Durante este tiempo de Adviento, escuchemos el llamado del ángel, y acerquémonos sin temor a María como lo quiere su Hijo.

REFLEXIÓN PARA EL LUNES DE LA TRIGÉSIMA TERCERA SEMANA DEL T.O. (1) 15-11-21

“¡Hijo de David, ten compasión de mí!”.

La lectura evangélica que nos propone la liturgia para hoy (Lc 18, 35-43) nos presenta un ejemplo lo que es la perseverancia en la fe. El pasado sábado leímos el pasaje del “juez inicuo” (Lc 18,1-8). En aquella parábola encontrábamos a una viuda que recurría ante un juez para pedirle que le hiciera justicia frente a su adversario. Y aunque el juez “ni temía a Dios ni le importaban los hombres”, fue tanta la insistencia de la viuda que el juez terminó haciéndole justicia con tal de salir de ella: “Aunque ni temo a Dios ni me importan los hombres, como esta viuda me está fastidiando, le haré justicia, no vaya a acabar pegándome en la cara”.

■ **CONSIGNA 1**
Indica si cada afirmación coincide con la reflexión sobre la perseverancia en la fe. Responde sí o no y cita entre comillas las palabras del texto que lo deciden. (a) La lectura evangélica de ese día es Lc 18, 35-43. (b) El pasaje del "juez inicuo" se leyó el domingo anterior. (c) La viuda acudía al juez para que le hiciera justicia frente a su adversario.
■ **CONSIGNA 2**
Prolonga la reflexión sobre la perseverancia en la fe a partir de su última oración.
Los registros no hacen falta para resolver nada de lo que aquí se pide.

■ **CONTENIDO DE DATOS**
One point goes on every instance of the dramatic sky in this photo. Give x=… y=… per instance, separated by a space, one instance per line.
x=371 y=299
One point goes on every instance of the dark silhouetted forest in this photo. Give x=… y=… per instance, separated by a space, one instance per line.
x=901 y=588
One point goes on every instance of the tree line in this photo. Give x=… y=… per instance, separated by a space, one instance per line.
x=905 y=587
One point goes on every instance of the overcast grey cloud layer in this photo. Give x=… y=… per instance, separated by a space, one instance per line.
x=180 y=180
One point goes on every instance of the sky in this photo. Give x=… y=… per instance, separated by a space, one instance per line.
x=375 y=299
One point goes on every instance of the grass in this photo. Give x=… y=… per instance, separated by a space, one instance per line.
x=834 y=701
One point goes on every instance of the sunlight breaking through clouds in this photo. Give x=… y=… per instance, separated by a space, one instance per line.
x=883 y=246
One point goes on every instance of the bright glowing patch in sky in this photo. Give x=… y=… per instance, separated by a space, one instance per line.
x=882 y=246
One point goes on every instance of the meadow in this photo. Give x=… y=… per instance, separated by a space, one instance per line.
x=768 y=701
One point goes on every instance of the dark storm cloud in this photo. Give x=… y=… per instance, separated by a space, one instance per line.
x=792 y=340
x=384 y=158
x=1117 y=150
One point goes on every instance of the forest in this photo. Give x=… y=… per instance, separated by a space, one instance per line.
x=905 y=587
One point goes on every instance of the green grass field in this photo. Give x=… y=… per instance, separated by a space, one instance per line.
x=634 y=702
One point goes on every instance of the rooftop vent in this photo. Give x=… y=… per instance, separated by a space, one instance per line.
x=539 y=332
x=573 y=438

■ **RESULTADO DEL EJERCICIO 1**
(a) Sí: «La lectura evangélica que nos propone la liturgia para hoy (Lc 18, 35-43)».
(b) No: «El pasado sábado leímos el pasaje del “juez inicuo” (Lc 18,1-8)».
(c) Sí: «una viuda que recurría ante un juez para pedirle que le hiciera justicia frente a su adversario».

■ **RESULTADO DEL EJERCICIO 2**
En el pasaje de hoy leemos que cuando se acercaba Jesús a Jericó, había un ciego sentado al borde del camino, pidiendo limosna, y al oír que pasaba gente, preguntaba qué era aquello; y le explicaron: “Pasa Jesús Nazareno”. Para ese tiempo la fama de Jesús se había extendido por toda Palestina, así que aquél hombre de seguro había oído hablar de Jesús y cómo este expulsaba demonios y curaba a los enfermos.

“¡Jesús, hijo de David, ten compasión de mí!”, le grita el ciego a Jesús, aunque no puede verlo. El ejemplo perfecto de un acto de fe. Mas cuando le regañan y le piden que calle, él no se rinde. Continúa gritando con más fuerza: “¡Hijo de David, ten compasión de mí!”. El ejemplo perfecto de perseverancia en la fe. Y Jesús, conmovido por la perseverancia de aquel ciego (que el paralelo de Marcos nos dice que se llamaba Bartimeo), pidió que se lo acercaran y le preguntó: “¿Qué quieres que haga por ti?” “Señor, que vea otra vez”, contestó el ciego. A lo que Jesús le responde: “Recobra la vista, tu fe te ha curado” (otras versiones dicen “tu fe te ha ‘salvado’”). De nuevo el ingrediente indispensable para los milagros: la fe. “Todo lo que pidan con fe, lo alcanzarán” (Mt 21,22); “Cuando pidan algo en la oración, crean que ya tienen y lo conseguirán” (Mc 11,24).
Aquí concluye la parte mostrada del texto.